Page extract:
------------

The fighters competing at UFC 251 on Saturday and their corners are already on the ground in Abu Dhabi. Most left on charter planes Friday from four anchor cities: Las Vegas; Sao Paulo, Brazil; London; or Moscow. They had to travel to those cities, get tested for COVID-19 and quarantine before boarding a charter to Abu Dhabi once the test results came back.
UFC 251 headliner Gilbert Burns tested positive for COVID-19, along with two of his corner people, on Friday before takeoff. He has since been replaced on the card by Jorge Masvidal, who challenges Kamaru Usman for the UFC welterweight title. Masvidal and Burns both left for Abu Dhabi on Monday.
Upon arrival in Abu Dhabi, everyone will be tested again (at least once) and be in quarantine for up to 48 hours until the results came back. There is one more prefight COVID test plus quarantine before the fights and then a final test before departure. That’s up to five tests per fighter, corner and staff member. The UFC is expecting 3,300 tests to be administered over the course of the month.

------------

Recorded information:
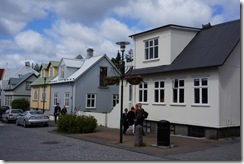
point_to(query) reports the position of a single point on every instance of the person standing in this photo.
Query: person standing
(131, 119)
(57, 110)
(125, 121)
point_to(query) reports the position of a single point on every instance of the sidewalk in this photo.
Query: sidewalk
(179, 144)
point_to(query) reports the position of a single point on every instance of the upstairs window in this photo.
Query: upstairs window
(103, 74)
(201, 91)
(151, 49)
(178, 91)
(62, 72)
(143, 90)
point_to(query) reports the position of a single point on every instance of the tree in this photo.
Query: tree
(21, 103)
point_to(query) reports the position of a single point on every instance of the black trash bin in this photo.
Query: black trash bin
(163, 135)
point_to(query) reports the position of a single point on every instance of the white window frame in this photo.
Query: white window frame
(35, 94)
(55, 98)
(200, 87)
(66, 99)
(158, 90)
(150, 47)
(43, 94)
(62, 72)
(143, 92)
(178, 88)
(90, 99)
(115, 99)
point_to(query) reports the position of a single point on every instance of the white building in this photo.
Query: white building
(191, 78)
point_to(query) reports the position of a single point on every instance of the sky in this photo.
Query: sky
(39, 31)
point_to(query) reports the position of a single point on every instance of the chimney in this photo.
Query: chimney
(89, 53)
(27, 64)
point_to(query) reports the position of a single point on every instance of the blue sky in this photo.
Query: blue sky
(40, 31)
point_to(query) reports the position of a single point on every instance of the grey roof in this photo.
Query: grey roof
(209, 48)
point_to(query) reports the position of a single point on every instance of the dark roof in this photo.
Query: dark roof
(210, 47)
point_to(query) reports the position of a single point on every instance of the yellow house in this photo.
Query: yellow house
(40, 88)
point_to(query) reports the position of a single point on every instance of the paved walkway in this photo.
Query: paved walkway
(179, 144)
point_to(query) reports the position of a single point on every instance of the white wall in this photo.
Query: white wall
(230, 94)
(171, 42)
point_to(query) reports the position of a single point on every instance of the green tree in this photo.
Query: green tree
(21, 103)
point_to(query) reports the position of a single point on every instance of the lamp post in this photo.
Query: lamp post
(122, 49)
(44, 94)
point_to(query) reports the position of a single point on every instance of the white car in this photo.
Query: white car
(33, 117)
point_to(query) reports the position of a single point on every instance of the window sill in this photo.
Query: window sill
(159, 104)
(150, 60)
(200, 105)
(177, 104)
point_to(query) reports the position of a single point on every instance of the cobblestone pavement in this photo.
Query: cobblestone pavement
(182, 148)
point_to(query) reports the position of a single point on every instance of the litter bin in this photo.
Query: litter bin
(163, 133)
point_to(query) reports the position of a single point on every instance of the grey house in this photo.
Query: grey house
(79, 84)
(19, 88)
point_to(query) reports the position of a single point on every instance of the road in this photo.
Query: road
(37, 144)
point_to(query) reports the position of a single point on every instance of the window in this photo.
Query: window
(178, 91)
(130, 92)
(201, 91)
(151, 49)
(35, 96)
(27, 85)
(62, 72)
(91, 100)
(115, 99)
(143, 92)
(103, 74)
(8, 100)
(66, 99)
(51, 71)
(43, 94)
(159, 91)
(55, 98)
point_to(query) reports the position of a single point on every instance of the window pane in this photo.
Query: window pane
(181, 95)
(146, 53)
(196, 96)
(161, 95)
(145, 96)
(155, 41)
(181, 83)
(156, 85)
(161, 84)
(156, 52)
(204, 95)
(204, 81)
(151, 53)
(196, 82)
(156, 96)
(175, 95)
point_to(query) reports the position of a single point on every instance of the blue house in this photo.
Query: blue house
(79, 84)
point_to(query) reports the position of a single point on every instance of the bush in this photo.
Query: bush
(70, 123)
(21, 103)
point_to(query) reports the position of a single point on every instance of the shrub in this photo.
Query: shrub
(71, 123)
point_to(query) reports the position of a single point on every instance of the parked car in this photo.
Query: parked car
(3, 110)
(32, 117)
(11, 115)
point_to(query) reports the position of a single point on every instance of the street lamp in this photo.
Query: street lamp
(44, 94)
(122, 49)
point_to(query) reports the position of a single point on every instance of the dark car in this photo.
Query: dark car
(11, 115)
(3, 110)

------------

Using the information:
a – According to the UFC 251 passage, how many tests does the UFC expect to be administered over the month?
b – Please reproduce the stretch of the UFC 251 passage from "UFC 251 headliner" through "of the month.".

Solutions below:
a – 3,300 tests.

b –
UFC 251 headliner Gilbert Burns tested positive for COVID-19, along with two of his corner people, on Friday before takeoff. He has since been replaced on the card by Jorge Masvidal, who challenges Kamaru Usman for the UFC welterweight title. Masvidal and Burns both left for Abu Dhabi on Monday.
Upon arrival in Abu Dhabi, everyone will be tested again (at least once) and be in quarantine for up to 48 hours until the results came back. There is one more prefight COVID test plus quarantine before the fights and then a final test before departure. That’s up to five tests per fighter, corner and staff member. The UFC is expecting 3,300 tests to be administered over the course of the month.